# EXTRAIT FOURNI:

........

Les méthodes cognitives sont plutôt centrées sur les pensées, les émotions et les comportements, en permanente interaction. Ces pensées automatiques constituent un dialogue intérieur qui reflètent les émotions, voie d'accès vers des schémas de réflexion.

En pratique, une thérapie cognitivo-comportementale s’étend sur une année. Les séances sont hebdomadaires ou bimensuelles, mais toujours individuelles. A chaque séance, plusieurs points sont à travailler. Le patient repart avec des exercices pour préparer la séance suivante.

........

Entrées du jeu de données
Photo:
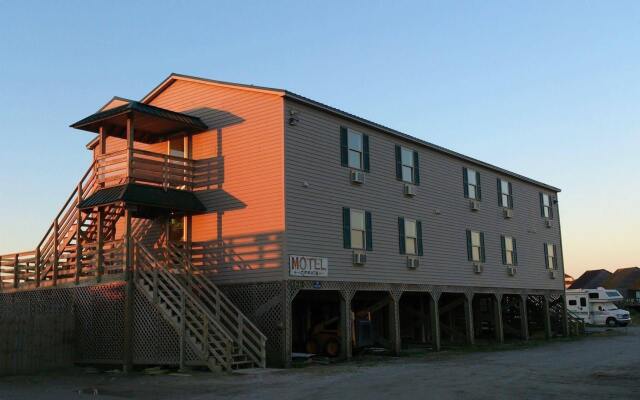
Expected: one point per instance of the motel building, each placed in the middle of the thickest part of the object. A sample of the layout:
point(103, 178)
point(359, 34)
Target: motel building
point(230, 226)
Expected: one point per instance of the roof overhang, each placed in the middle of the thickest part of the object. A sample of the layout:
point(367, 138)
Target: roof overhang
point(151, 124)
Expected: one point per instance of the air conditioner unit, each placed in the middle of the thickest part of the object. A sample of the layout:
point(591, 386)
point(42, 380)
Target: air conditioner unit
point(359, 257)
point(477, 268)
point(413, 262)
point(357, 176)
point(409, 190)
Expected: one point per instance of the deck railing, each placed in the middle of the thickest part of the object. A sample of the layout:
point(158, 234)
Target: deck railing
point(155, 169)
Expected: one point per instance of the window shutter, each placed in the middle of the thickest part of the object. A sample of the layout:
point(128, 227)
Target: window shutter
point(369, 230)
point(503, 245)
point(401, 242)
point(416, 168)
point(346, 227)
point(398, 162)
point(465, 182)
point(344, 147)
point(510, 195)
point(419, 233)
point(365, 152)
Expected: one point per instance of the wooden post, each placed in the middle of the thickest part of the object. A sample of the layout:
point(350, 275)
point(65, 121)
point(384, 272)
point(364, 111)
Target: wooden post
point(38, 266)
point(468, 318)
point(56, 255)
point(547, 317)
point(434, 314)
point(128, 309)
point(100, 245)
point(497, 318)
point(524, 318)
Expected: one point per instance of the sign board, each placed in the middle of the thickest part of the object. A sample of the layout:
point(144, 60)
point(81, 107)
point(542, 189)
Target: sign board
point(308, 266)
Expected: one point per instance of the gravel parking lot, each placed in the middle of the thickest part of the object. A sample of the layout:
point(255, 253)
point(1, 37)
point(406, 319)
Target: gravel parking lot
point(604, 365)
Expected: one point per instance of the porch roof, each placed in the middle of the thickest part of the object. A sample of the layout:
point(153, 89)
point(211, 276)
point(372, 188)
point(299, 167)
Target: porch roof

........

# CONSIGNE A:
Recopiez tel quel le passage de l'extrait sur la thérapie cognitivo-comportementale qui s'ouvre sur les mots contenant « En pratique, une » et se clôt sur « la séance suivante. ».
# CONSIGNE B:
Poursuivez l'extrait sur la thérapie cognitivo-comportementale à la suite de sa dernière phrase.
Ces enregistrements n'ont aucun rapport avec l'extrait sur la thérapie cognitivo-comportementale.

# ZONE DE RÉPONSE A:
En pratique, une thérapie cognitivo-comportementale s’étend sur une année. Les séances sont hebdomadaires ou bimensuelles, mais toujours individuelles. A chaque séance, plusieurs points sont à travailler. Le patient repart avec des exercices pour préparer la séance suivante.

# ZONE DE RÉPONSE B:
Les TCC, un découpage en quatre étapes

Globalement, toutes les thérapies cognitivo-comportementales se déroulent sur le même modèle, à commencer par une « alliance thérapeutique », scellée entre le médecin et son patient. Dans un climat empathique, authentique, chaleureux et professionnel, ils se mettent d’accord sur les raisons, les objectifs et les moyens de la démarche de sevrage. La technique d’entretien des 4R peut les y aider (« reformuler, résumer, recontextualiser, renforcer »). Puis c’est au tour de l’« analyse fonctionnelle », qui permet de définir et de comprendre le fonctionnement d'une personne maintenant et dans le passé.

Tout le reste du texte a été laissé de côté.